» **TASKS TO PERFORM**:
1. Print everything in the article on George Floyd's death from "It was then" down to "before he dies.".
2. In the article on George Floyd's death, how many complaints had Chauvin received on his official record?
3. Pick up the article on George Floyd's death from the point where it stops and keep writing it.

Where is the Justice?

Although not knowing all the details, we know enough to be deeply disturbed by the events of 25 May. Those who viewed those eight minutes and 46 seconds won’t forget them.

It is wrong that a person died at the hands of a police officer, pleading: ‘Please, the knee in my neck, I can’t breathe … Mama! … My stomach hurts, my neck hurts, everything hurts … Don’t kill me.’

Despite recordings showing the police officer kneeling on George Floyd’s neck till he was motionless, and not even moving after Floyd became deathly still, the following morning the Minneapolis Police Department issued a statement titled: ‘Man Dies After Medical Incident During Police Interaction’. There was no mention of (now former) Officer Chauvin’s deadly actions, attributing Floyd’s death to a pre-existing medical condition.

As it became obvious, even to the police, that the story they put out wasn’t going to be accepted, the officers involved in the incident were fired. It became known that Chauvin had received 18 complaints on his official record, two of which resulted in discipline including official letters of reprimand.

It was then that nights of protest began, across the United States and into Europe. Many chanted Floyd’s last words: ‘I can’t breathe’, ensuring his death was not forgotten. They were perhaps also expressing in visceral terms the stifling feelings wrought by acts of discrimination, both structural and everyday, still faced by so many.

A Christian responds

Christian blogger, Samuel Sey, wrote the first of several well-thought-through essays as the rippling anger turned to waves, moving thousands of people to take to the streets across both the US and the world in response to Floyd’s horrific death.

‘What makes George Floyd’s killing especially disturbing to me is that, unlike most recordings of people who get unjustly killed by police officers, Floyd’s distressed face and distressed words are so clearly seen and so clearly heard before he dies.

‘Just as Floyd’s [alleged] unjust attempt to defraud the deli doesn’t justify the police officers’ unjust actions against him, the police officers’ sins do not justify our sins either. We will all be accountable to God for our unjust and sinful actions. God gives us freedom to grieve; He gives us freedom to be angry. But He doesn’t give us freedom to sin while we are grieving and while we are angry.

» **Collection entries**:
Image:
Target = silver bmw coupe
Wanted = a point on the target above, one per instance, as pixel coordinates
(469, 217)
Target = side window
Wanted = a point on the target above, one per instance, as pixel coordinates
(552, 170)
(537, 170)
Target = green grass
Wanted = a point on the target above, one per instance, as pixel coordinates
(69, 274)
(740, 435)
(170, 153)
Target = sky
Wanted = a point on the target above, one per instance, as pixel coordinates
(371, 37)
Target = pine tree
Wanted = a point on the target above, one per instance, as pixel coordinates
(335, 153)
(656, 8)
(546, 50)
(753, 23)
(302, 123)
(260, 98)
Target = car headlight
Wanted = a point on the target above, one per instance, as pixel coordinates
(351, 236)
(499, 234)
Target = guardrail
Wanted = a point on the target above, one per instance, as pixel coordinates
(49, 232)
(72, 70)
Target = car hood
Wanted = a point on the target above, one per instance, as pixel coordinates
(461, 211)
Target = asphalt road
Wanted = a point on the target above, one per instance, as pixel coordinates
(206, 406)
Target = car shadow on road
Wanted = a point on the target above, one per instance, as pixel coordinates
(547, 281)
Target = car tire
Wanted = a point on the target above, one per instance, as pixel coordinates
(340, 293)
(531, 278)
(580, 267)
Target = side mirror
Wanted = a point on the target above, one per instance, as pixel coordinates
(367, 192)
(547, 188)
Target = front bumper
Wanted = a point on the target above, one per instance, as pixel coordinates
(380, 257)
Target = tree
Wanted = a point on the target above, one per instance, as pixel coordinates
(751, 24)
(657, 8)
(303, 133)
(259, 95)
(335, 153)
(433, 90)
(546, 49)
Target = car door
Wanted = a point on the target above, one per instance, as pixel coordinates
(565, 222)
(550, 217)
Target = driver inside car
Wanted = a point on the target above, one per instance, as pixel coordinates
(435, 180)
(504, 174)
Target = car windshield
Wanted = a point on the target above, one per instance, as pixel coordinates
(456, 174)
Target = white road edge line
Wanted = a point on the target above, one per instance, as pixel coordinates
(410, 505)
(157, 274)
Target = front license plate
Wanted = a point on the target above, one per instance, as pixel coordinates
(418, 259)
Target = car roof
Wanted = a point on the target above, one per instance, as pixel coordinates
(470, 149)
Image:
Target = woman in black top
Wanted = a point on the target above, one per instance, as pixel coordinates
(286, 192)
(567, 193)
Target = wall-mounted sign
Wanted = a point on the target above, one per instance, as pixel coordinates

» **ANSWERS IN ORDER**:
1.
It was then that nights of protest began, across the United States and into Europe. Many chanted Floyd’s last words: ‘I can’t breathe’, ensuring his death was not forgotten. They were perhaps also expressing in visceral terms the stifling feelings wrought by acts of discrimination, both structural and everyday, still faced by so many.

A Christian responds

Christian blogger, Samuel Sey, wrote the first of several well-thought-through essays as the rippling anger turned to waves, moving thousands of people to take to the streets across both the US and the world in response to Floyd’s horrific death.

‘What makes George Floyd’s killing especially disturbing to me is that, unlike most recordings of people who get unjustly killed by police officers, Floyd’s distressed face and distressed words are so clearly seen and so clearly heard before he dies.

2. Eighteen.

3.
‘Some citizens in Minneapolis are using the injustice against Floyd as justification for their own unjust, destructive actions. They are using Floyd’s killing to sin. They are rioting, stealing, assaulting others, and destroying property. We shouldn’t be like them. We shouldn’t react with unjust, destructive behaviour on social media either. If we’re angered by the police officers’ unrighteous behaviour, we shouldn’t react in an unrighteous manner too.

‘Therefore, we shouldn’t make any conclusions about the incident – including the police officer’s motivations and Floyd’s character – if it isn’t explicit in the video recordings.

‘Those of us who reject social justice ideology might be tempted to allow the opportunism and foolishness of others to cloud our own judgement. But we shouldn’t allow those who cry wolf to make us deaf to real, genuine growls of wolves.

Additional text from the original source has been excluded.